[Extrait du texte]
La fin de l’histoire ? Une coupe presque franche, parce qu’il fallait bien s’arrêter à un moment ; l’auteur écrit son dernier mot sans attendre que ses personnages connaissent (s’ils sont appelés à la connaître un jour, d’ailleurs) la libération, personnages qui sont encore là et auraient pu nous raconter la suite. Le roman commence sous Vichy, il finit sous Vichy. Malaquais, qui, dans ses derniers jours, alors qu’il portait la dernière touche à la révision de ce texte, exprimait ses doutes quant à la probité regagnée du pays (« Lui, dans ses derniers jours, se déclarait convaincu que la France, malgré toutes ses belles protestations, restait vichyste en son fond, rêvait encore d’un monde où l’on protégerait son petit chez-soi en priant ceux-qui-ne-sont-pas-d’ici de demander un visa avant d’entrer… et où on le leur refusait pour finir, ce visa » -note de l’éditeur), suggère donc que la guerre, même cinquante ans après, n’est pas vraiment finie. C’est-à-dire que sur le champ de bataille des consciences, le combat fait toujours rage.

[Consigne 1] Recopiez tel quel, dans la liste, le passage qui va de la ligne contenant « Where can the dark wall » jusqu'à la fin de la liste, bornes comprises.
Le texte et la liste proviennent de sources différentes.

[Jeu de données]
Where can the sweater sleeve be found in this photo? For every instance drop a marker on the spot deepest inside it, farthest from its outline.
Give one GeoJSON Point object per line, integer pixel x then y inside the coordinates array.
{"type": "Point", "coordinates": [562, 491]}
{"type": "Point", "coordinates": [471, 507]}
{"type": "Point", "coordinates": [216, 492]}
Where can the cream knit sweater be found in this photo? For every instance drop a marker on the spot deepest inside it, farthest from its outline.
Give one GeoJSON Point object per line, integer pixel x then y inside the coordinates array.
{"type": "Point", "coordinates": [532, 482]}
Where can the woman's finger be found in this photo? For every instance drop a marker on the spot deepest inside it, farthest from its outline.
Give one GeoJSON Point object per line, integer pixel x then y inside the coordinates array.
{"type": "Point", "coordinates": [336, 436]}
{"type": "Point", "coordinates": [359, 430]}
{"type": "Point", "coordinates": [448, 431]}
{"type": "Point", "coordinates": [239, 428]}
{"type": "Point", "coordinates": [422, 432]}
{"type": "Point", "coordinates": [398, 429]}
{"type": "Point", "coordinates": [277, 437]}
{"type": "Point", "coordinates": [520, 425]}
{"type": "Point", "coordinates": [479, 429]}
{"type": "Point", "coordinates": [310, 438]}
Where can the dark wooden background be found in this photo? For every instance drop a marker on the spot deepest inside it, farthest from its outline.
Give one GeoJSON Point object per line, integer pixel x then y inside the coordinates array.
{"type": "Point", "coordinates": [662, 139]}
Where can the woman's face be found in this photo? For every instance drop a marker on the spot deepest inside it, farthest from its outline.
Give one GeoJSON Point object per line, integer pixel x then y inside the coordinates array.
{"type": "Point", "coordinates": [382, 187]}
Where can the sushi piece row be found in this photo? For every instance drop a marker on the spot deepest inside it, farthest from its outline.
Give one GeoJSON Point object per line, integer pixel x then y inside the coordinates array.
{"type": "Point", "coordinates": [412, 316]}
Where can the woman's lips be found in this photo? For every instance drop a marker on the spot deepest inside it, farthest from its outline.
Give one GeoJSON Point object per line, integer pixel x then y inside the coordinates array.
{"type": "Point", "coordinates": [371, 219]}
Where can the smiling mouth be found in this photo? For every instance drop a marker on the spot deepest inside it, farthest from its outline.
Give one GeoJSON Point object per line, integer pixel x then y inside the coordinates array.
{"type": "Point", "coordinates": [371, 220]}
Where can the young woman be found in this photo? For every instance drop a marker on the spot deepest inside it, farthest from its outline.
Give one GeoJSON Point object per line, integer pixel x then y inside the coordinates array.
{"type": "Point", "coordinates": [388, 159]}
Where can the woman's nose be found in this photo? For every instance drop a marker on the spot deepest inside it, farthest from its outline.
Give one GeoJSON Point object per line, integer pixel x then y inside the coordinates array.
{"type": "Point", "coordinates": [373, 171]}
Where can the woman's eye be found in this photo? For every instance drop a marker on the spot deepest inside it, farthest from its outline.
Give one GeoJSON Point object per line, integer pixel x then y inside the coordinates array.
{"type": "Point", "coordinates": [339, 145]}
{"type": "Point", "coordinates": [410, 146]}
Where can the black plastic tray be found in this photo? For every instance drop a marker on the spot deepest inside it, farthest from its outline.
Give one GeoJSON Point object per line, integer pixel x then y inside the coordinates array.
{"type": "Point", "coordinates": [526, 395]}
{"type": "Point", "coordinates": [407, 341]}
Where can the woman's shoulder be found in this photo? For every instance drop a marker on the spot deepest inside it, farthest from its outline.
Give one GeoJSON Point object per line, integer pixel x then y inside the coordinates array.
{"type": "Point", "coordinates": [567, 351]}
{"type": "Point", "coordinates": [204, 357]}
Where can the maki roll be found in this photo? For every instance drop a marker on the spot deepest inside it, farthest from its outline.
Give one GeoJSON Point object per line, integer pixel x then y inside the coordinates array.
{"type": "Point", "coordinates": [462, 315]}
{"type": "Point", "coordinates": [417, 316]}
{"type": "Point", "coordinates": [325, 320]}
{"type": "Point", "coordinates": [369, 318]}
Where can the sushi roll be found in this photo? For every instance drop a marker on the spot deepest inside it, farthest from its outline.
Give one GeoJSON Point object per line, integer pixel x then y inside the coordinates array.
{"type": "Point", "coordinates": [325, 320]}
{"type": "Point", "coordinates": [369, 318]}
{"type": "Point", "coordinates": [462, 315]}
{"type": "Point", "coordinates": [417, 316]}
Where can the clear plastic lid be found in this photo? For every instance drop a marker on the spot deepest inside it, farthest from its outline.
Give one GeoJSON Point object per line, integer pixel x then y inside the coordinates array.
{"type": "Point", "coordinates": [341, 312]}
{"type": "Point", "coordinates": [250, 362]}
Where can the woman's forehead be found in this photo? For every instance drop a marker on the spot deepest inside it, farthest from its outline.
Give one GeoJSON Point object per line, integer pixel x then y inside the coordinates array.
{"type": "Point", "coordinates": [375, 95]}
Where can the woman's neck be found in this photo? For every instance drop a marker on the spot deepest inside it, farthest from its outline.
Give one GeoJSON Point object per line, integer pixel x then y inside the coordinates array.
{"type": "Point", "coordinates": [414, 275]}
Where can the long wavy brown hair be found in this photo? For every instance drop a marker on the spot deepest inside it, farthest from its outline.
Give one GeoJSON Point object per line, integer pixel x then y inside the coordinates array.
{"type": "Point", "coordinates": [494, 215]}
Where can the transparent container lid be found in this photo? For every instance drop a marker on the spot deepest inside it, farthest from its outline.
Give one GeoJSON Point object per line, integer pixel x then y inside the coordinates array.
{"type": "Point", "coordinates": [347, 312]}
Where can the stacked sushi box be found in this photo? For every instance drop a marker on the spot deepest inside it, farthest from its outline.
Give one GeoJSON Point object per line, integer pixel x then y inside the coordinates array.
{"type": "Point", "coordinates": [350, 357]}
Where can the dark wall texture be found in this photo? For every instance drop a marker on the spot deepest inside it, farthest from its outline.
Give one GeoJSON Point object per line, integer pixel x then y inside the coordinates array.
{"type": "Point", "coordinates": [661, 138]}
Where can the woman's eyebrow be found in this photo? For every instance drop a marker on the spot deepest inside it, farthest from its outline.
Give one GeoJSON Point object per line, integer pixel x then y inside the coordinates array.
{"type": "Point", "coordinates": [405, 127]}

[Consigne 2] D'après l'extrait du texte, sous quel régime le roman commence-t-il et s'achève-t-il ?

[Réponse complète 1]
Where can the dark wall texture be found in this photo? For every instance drop a marker on the spot deepest inside it, farthest from its outline.
Give one GeoJSON Point object per line, integer pixel x then y inside the coordinates array.
{"type": "Point", "coordinates": [661, 138]}
Where can the woman's eyebrow be found in this photo? For every instance drop a marker on the spot deepest inside it, farthest from its outline.
Give one GeoJSON Point object per line, integer pixel x then y inside the coordinates array.
{"type": "Point", "coordinates": [405, 127]}

[Réponse complète 2] Le roman commence et finit sous Vichy.